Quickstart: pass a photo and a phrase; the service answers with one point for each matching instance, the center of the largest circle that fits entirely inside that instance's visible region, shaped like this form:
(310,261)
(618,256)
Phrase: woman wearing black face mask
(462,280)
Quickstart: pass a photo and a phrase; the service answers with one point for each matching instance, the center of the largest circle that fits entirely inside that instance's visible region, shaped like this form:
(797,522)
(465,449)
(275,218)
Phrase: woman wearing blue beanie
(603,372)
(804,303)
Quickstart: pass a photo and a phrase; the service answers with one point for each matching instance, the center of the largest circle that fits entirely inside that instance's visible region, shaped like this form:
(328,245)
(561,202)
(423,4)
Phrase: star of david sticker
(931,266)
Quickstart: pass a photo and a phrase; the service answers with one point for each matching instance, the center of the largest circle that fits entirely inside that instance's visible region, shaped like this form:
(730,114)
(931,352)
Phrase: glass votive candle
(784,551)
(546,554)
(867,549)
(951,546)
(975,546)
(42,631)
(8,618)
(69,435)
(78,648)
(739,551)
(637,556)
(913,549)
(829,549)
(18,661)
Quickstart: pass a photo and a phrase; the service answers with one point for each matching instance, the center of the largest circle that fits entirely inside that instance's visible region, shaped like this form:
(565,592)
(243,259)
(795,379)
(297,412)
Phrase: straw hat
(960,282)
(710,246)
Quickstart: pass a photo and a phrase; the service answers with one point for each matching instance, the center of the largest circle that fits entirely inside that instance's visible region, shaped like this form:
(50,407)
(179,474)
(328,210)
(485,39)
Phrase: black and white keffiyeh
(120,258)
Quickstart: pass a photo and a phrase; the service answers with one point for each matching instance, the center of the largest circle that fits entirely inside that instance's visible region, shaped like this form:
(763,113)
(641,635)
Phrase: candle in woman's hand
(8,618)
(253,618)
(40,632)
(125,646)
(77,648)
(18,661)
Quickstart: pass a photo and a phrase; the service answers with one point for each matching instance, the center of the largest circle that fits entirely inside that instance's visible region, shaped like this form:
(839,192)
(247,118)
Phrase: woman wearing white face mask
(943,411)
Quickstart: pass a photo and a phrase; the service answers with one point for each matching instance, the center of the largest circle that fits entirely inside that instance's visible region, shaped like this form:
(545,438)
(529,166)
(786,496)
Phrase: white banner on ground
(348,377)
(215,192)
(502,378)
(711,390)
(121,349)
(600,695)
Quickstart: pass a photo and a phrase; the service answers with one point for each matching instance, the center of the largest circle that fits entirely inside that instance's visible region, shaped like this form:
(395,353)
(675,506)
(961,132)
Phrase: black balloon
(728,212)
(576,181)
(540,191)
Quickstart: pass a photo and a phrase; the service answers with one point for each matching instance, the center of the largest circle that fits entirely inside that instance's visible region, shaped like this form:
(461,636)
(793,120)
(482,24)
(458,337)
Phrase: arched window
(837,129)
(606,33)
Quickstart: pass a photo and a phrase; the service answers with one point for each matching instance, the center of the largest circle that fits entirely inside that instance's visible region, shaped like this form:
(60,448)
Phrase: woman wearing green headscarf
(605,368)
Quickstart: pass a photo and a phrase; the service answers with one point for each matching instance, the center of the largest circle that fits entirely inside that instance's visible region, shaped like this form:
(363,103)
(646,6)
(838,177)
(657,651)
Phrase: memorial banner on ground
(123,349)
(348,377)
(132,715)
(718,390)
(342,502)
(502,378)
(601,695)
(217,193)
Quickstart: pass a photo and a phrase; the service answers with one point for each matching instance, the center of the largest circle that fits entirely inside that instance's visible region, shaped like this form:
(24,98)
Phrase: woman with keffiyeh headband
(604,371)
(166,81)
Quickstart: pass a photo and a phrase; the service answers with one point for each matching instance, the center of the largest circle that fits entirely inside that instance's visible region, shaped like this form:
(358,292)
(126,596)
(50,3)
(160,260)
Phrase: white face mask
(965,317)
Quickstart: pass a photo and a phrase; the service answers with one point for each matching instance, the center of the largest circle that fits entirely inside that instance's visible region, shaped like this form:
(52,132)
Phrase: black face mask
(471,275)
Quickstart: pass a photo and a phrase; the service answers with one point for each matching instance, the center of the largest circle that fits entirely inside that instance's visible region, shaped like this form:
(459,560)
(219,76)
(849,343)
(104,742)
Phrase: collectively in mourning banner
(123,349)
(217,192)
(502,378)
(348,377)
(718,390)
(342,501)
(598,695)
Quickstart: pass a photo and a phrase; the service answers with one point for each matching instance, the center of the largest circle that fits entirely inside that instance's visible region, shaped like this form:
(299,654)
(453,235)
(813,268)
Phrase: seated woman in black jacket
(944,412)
◇ ◇ ◇ ◇
▸ **Exercise**:
Return the whole listing exactly.

▸ **Response to this exercise**:
Quickstart: pass a photo and a phrase; the service answers with one point for each matching instance, the center of the largest circle that fits entirely inside that instance's visible region, shaped like this form:
(310,261)
(618,256)
Phrase: woman wearing black face mask
(462,280)
Quickstart: pass a photo and a phrase; the service answers with one point for each matching instance, the center of the largest circle that fits entirely inside that instance's visible region, shaped like this form:
(797,522)
(465,449)
(275,218)
Phrase: woman wearing blue beanie
(603,372)
(804,303)
Quickstart: pass a photo and a phrase; the service answers with one point for each matching instance, the center of the largest circle that fits entirely inside that instance's visible region, shaped like this form:
(328,245)
(561,202)
(423,4)
Phrase: star of david sticker
(931,266)
Quickstart: pass a photo and a phrase; the service answers with one point for each matching instance, the center of the largest circle that fits entirely inside that instance's visible region, shaped like this form:
(730,114)
(931,352)
Phrase: glass votive candle
(784,551)
(546,554)
(867,549)
(951,546)
(975,546)
(42,631)
(8,618)
(69,435)
(78,648)
(739,551)
(637,556)
(913,549)
(829,549)
(18,661)
Quickstart: pass a photo and a phrase; the service answers with one point for each matching instance, the center of the largest circle that fits entirely inside that instance's visible region, shaped like this form:
(565,592)
(243,259)
(795,379)
(297,412)
Phrase: straw hat
(960,282)
(710,246)
Quickstart: pass a photo and a phrase; the service answers with one point for each matching instance, the center of the largest circle that fits entirely inside that instance's visible region, shaped like this form:
(50,407)
(179,474)
(328,210)
(485,39)
Phrase: black and white keffiyeh
(120,258)
Quickstart: pass a photo and a phrase; the service answers with one point for each matching instance, the center of the largest circle that fits entirely inside that instance's visible region, shaped like this form:
(763,113)
(641,635)
Phrase: candle in woman's hand
(8,618)
(253,618)
(40,632)
(125,646)
(77,648)
(18,661)
Quickstart: pass a photo and a phrase; the service answers with one point for each matching instance, the center of the largest circle that fits entirely inside that instance's visible region, shaped like this form:
(839,192)
(247,118)
Phrase: woman wearing white face mask
(943,411)
Quickstart: pass a photo and a phrase; the service answers with one point for each matching instance, the center of the largest circle that fits entirely inside that instance's visible region, shaped like this form:
(545,438)
(529,166)
(786,496)
Phrase: white banner on ground
(348,377)
(215,192)
(502,378)
(711,390)
(121,349)
(600,695)
Quickstart: pass a photo and a phrase; the service answers with one point for each matching instance, the center of the largest circle that fits entirely inside that instance's visible region, shaped like this form:
(395,353)
(675,506)
(961,132)
Phrase: black balloon
(728,212)
(576,181)
(540,191)
Quickstart: pass a photo and a phrase; the service answers with one point for each matching instance, the center of the largest circle that fits entirely inside that instance's visible region, shaped like this form:
(461,636)
(793,120)
(482,24)
(458,337)
Phrase: arched window
(837,129)
(606,33)
Quickstart: pass a photo and a phrase; the service answers with one point for each matching instance, the center of the largest circle that fits entirely inside that instance's visible region, shaped like this form:
(60,448)
Phrase: woman wearing green headscarf
(605,368)
Quickstart: pass a photo and a phrase; the service answers with one point for each matching instance, the center of the largest circle that fits entirely inside that instance's visible region, shaped like this form:
(363,103)
(646,6)
(838,177)
(657,651)
Phrase: memorial banner on ground
(123,349)
(348,377)
(132,715)
(718,390)
(342,502)
(502,378)
(601,695)
(217,193)
Quickstart: pass a photo and a phrase; the service answers with one point for each matching instance, the center of the largest circle that fits entirely inside that instance's visible region, shaped like this form:
(24,98)
Phrase: woman with keffiyeh headband
(604,371)
(166,81)
Quickstart: pass a photo and a phrase; the service answers with one point for each matching instance, the center of the largest circle that fits entirely inside that instance's visible region, shaped like this form:
(358,292)
(126,596)
(50,3)
(160,260)
Phrase: white face mask
(965,317)
Quickstart: pass a photo and a phrase; the service answers with one point for each matching instance, the center of the largest circle that fits entirely inside that instance's visible region, shaped like this form:
(52,132)
Phrase: black face mask
(471,275)
Quickstart: pass a photo and a phrase; the service answers with one point for each matching instance, the center of the largest circle that fits entirely inside that instance's visible region, shaped like this form:
(459,560)
(219,76)
(849,343)
(104,742)
Phrase: collectively in mourning banner
(123,349)
(217,192)
(502,378)
(348,377)
(718,390)
(342,501)
(598,695)
Quickstart: pass a photo and a phrase; the service answers with one point for each matching instance, the center of the largest circle that fits entirely inside that instance's visible region, shaped like this form:
(299,654)
(453,235)
(813,268)
Phrase: seated woman in black jacket
(944,412)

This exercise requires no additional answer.